Entries from a point annotation set
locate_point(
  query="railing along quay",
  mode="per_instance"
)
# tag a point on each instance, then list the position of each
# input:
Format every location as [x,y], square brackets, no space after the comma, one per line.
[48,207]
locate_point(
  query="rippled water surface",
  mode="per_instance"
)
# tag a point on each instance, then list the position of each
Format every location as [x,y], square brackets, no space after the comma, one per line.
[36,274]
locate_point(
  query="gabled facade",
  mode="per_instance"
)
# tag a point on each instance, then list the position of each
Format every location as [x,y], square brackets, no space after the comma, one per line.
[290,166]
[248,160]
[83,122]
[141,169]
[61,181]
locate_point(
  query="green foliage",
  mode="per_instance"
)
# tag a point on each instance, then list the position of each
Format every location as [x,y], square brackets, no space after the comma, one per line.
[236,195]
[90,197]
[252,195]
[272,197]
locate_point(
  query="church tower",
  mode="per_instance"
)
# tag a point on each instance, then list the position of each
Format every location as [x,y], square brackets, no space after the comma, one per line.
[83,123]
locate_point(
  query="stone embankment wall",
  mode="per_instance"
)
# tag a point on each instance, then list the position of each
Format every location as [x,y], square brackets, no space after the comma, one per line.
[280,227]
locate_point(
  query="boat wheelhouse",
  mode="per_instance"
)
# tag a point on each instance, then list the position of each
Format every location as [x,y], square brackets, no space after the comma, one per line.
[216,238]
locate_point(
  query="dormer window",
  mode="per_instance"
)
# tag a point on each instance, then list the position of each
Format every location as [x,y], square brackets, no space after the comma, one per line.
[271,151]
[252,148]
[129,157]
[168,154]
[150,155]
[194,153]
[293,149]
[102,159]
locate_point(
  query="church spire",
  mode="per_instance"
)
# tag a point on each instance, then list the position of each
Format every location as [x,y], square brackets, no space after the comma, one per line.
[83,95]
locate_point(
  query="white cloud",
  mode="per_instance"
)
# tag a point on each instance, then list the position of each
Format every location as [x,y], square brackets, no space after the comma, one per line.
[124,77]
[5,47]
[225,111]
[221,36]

### Exercise goal
Repeat the data in its entirety, character for character.

### Correct answer
locate_point(
  query="railing along quay",
  mode="per_instance"
)
# tag a point on each instance, then list the position of each
# input:
Format every location as [x,y], square brackets, no space after the comma, one per line.
[48,207]
locate_point(
  query="rippled water surface",
  mode="per_instance"
)
# tag a point on each instance, then list the position of each
Format every location as [x,y], square brackets, no space after the comma, one per line.
[36,274]
locate_point(
  query="gabled facade",
  mode="per_instance"
)
# tag a point on each instance, then list the position of each
Format every location as [x,y], square brackets, no space after the comma, one per line.
[290,166]
[248,160]
[83,122]
[141,169]
[61,181]
locate_point(
  query="green foliage",
  mode="per_instance"
)
# tag a point on each instance, then list the position of each
Format every location as [x,y], square brackets, no space after the comma, one per line.
[236,195]
[90,197]
[252,195]
[272,197]
locate_point(
  query="church tower",
  mode="per_instance"
)
# tag a point on each instance, then list the position of each
Format every location as [x,y], square brackets, no space after the comma, one per line.
[83,123]
locate_point(
  query="stone embankment wall",
  mode="per_instance"
)
# tag a point on each instance, then list the position of each
Format every location as [x,y], square brackets, no space after the comma, one per line.
[280,227]
locate_point(
  query="boat wheelhouse",
  mode="per_instance"
)
# tag a point on each instance, then list the position of each
Format every location as [x,y], square brackets, no space after the comma, one per line.
[216,238]
locate_point(
  query="dormer window",
  mode="per_instance"
)
# tag a point on each instance, then list the position of each
Format every location as [x,y], square brackets, no space after the comma, one per line.
[271,151]
[252,148]
[129,157]
[168,154]
[150,155]
[194,153]
[293,149]
[102,159]
locate_point(
  query="church spire",
  mode="per_instance"
)
# tag a point on each instance, then list the position of each
Format every location as [x,y], square brackets, no space after the comma, one per line.
[83,95]
locate_point(
  query="white cloud",
  mode="per_instance"
)
# tag a point on each instance, then list the position of each
Format every location as [x,y], square brackets, no space after the comma, one per line.
[124,77]
[5,47]
[225,111]
[221,36]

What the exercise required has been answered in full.